What the task requires:
Return each line below that contains the word "trunk", copying every such line in full.
## begin
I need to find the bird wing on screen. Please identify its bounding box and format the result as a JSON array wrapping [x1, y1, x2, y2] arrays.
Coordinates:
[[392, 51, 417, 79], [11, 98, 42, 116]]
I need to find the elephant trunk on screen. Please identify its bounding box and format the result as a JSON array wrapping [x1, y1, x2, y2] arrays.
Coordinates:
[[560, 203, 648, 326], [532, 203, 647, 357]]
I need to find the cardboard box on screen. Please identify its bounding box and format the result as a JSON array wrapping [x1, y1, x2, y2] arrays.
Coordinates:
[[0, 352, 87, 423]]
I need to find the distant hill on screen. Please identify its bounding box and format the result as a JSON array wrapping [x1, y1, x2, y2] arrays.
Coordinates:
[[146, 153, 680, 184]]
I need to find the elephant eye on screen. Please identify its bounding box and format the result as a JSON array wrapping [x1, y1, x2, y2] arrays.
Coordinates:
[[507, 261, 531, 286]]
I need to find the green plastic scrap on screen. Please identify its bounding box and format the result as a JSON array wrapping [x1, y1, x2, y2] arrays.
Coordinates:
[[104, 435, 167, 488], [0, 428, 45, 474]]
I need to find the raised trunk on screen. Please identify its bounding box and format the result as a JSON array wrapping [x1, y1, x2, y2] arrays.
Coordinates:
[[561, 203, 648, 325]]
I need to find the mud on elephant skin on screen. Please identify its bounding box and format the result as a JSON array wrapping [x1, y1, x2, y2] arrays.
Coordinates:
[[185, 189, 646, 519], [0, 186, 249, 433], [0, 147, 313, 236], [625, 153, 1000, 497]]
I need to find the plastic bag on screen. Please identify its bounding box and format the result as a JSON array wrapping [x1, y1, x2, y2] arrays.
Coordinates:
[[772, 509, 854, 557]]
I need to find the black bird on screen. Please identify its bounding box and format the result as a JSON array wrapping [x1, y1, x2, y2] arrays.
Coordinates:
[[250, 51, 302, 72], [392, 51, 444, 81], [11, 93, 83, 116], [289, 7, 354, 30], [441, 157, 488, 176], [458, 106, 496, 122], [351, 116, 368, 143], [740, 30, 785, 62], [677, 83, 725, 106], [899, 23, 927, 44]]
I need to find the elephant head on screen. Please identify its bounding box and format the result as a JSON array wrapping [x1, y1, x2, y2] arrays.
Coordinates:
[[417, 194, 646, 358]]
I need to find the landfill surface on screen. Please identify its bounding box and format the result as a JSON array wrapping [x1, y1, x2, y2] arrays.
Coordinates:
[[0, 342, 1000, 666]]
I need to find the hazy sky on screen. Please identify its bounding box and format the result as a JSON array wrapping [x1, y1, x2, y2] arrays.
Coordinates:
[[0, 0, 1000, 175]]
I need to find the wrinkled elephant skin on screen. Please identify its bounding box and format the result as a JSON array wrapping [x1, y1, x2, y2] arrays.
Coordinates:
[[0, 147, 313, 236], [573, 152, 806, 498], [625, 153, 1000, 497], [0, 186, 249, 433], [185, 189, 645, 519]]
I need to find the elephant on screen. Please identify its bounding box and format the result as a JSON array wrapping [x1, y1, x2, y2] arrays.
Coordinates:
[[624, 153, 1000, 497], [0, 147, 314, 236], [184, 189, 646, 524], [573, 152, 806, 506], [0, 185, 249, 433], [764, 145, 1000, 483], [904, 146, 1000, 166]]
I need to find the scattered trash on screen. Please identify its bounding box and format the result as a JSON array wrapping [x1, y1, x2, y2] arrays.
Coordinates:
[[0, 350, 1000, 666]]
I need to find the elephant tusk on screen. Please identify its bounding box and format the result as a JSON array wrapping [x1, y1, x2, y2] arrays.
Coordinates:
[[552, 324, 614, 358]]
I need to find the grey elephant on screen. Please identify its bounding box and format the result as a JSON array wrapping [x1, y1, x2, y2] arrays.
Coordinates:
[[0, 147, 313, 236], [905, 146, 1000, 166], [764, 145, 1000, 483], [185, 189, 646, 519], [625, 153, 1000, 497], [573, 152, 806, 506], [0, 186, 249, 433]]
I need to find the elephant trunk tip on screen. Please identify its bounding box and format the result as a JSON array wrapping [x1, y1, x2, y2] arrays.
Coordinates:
## end
Solution to the problem:
I need to find the elephant trunk on screen. Please identify its bounding box and format the result as a JSON array wrapping [x1, y1, x2, y2] arrays.
I need to find the raised trunk on screen. Please identify its bounding box and format the result as a JSON array wrapping [x1, y1, x2, y2] arrays.
I need to find the elephant trunk tip on screen. Please identify its bounding box and format the result as a JSON array wrapping [x1, y1, x2, y2] arrays.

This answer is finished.